+++ DOCUMENT SEGMENT +++

Why is the gas energy in a g-field 5/2KNkT ?

Tags: gas energy, gravitational field, ideal gas, statistical physics
 P: 1 I am messing around with classical gasses using a demon algorithm, trying to reproduce the behavior of ideal gasses in various situations. Exitingly, this is working very well. Here are my findings so far: Classical gas, 3D : E=1.497 NkT - the usual 3/2 NkT result Classical gas, 2D : E=0.989 NkT - 2 DoF, so 2/2 NkT Relativistic gas, 3D : E = 2.992 NkT - as expected, can be derived from equipartition Classical gas, uniform gravitational field, 3D : E = 2.486 NkT Now the last one quite surprises me. Why is that he case? Intuitevely I would expect 3 DoF on |p| and 3 DoF on x, so 6*1/2 NkT = 3NkT. Is there a hidden constraint?

+++ DATA EXTRACT +++

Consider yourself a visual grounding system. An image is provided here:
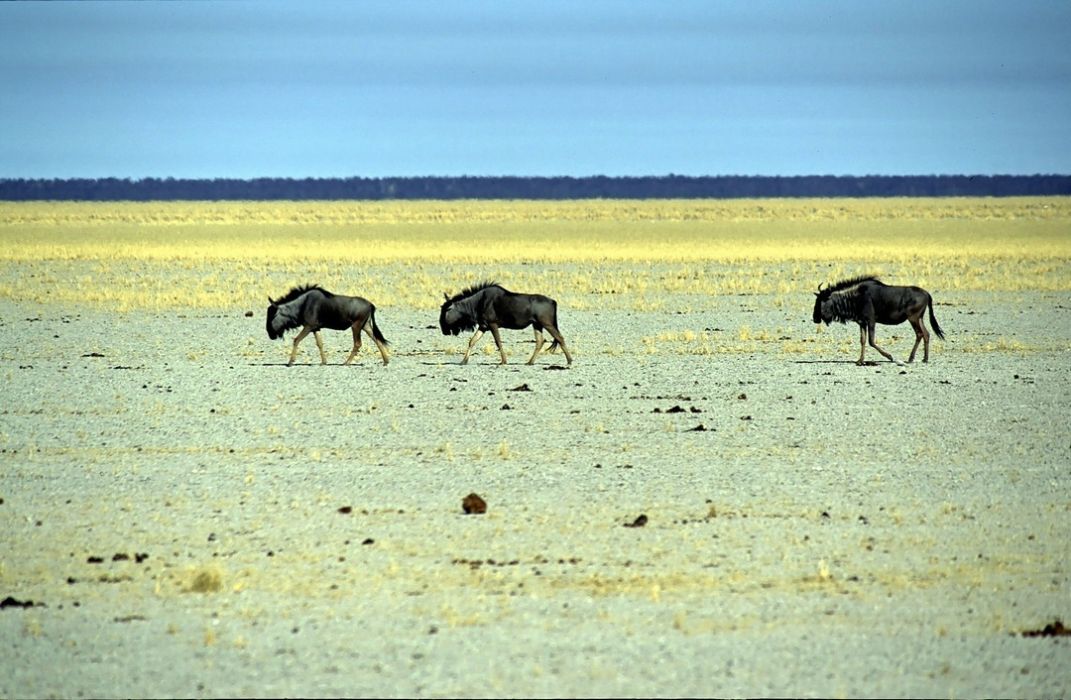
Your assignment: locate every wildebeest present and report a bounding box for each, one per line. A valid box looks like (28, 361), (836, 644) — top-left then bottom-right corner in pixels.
(814, 275), (945, 365)
(439, 281), (573, 365)
(267, 285), (388, 365)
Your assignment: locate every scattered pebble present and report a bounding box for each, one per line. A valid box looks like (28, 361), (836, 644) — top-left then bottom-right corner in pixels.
(462, 494), (490, 515)
(1021, 618), (1071, 637)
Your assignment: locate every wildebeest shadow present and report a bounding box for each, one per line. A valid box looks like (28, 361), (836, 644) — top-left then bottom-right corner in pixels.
(793, 360), (882, 367)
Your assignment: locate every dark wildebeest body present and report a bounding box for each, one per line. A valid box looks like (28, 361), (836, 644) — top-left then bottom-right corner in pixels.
(813, 276), (945, 365)
(439, 283), (573, 365)
(266, 285), (388, 365)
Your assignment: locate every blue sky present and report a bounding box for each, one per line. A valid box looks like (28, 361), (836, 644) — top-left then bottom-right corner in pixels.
(0, 0), (1071, 178)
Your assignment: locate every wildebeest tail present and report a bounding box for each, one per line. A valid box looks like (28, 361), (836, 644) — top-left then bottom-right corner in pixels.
(368, 306), (390, 345)
(929, 296), (945, 340)
(546, 300), (561, 352)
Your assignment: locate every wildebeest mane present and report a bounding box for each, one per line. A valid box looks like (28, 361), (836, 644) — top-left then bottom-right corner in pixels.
(818, 275), (885, 299)
(272, 284), (334, 306)
(446, 279), (501, 306)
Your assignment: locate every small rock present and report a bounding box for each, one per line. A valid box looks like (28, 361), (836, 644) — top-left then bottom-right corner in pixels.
(462, 493), (487, 515)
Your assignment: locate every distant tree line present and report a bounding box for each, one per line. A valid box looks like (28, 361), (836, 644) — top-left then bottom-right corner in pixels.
(0, 174), (1071, 201)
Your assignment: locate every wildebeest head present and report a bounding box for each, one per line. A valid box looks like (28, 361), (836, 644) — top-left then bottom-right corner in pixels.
(439, 292), (474, 335)
(811, 285), (833, 325)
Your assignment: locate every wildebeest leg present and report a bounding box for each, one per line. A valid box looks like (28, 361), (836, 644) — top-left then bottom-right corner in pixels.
(342, 323), (361, 365)
(364, 323), (388, 365)
(491, 323), (506, 365)
(866, 323), (900, 365)
(546, 325), (573, 365)
(907, 316), (930, 362)
(286, 325), (313, 367)
(462, 331), (483, 365)
(528, 325), (543, 365)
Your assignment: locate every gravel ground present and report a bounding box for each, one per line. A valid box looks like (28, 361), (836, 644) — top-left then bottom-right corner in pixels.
(0, 293), (1071, 697)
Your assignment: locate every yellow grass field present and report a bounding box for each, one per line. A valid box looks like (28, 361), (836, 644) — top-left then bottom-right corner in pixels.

+++

> _TO-DO LIST_
A) Please write out the passage of the forum post on gas energy in a gravitational field starting at "Tags: gas energy, gravitational" and ending at "a hidden constraint?".
B) In the rows starting at the line that contains "Your assignment: locate every wildebeest leg" and ending at the line that contains "(866, 323), (900, 365)", replace "wildebeest leg" with "antelope leg" and give back only those lines, with nothing else changed.
The forum post and the rows have nothing to do with each other.

> _ANSWERS TO EACH TASK_
A)
Tags: gas energy, gravitational field, ideal gas, statistical physics
 P: 1 I am messing around with classical gasses using a demon algorithm, trying to reproduce the behavior of ideal gasses in various situations. Exitingly, this is working very well. Here are my findings so far: Classical gas, 3D : E=1.497 NkT - the usual 3/2 NkT result Classical gas, 2D : E=0.989 NkT - 2 DoF, so 2/2 NkT Relativistic gas, 3D : E = 2.992 NkT - as expected, can be derived from equipartition Classical gas, uniform gravitational field, 3D : E = 2.486 NkT Now the last one quite surprises me. Why is that he case? Intuitevely I would expect 3 DoF on |p| and 3 DoF on x, so 6*1/2 NkT = 3NkT. Is there a hidden constraint?

B)
Your assignment: locate every antelope leg present and report a bounding box for each, one per line. A valid box looks like (28, 361), (836, 644) — top-left then bottom-right corner in pixels.
(342, 323), (361, 365)
(364, 323), (388, 365)
(491, 323), (506, 365)
(866, 323), (900, 365)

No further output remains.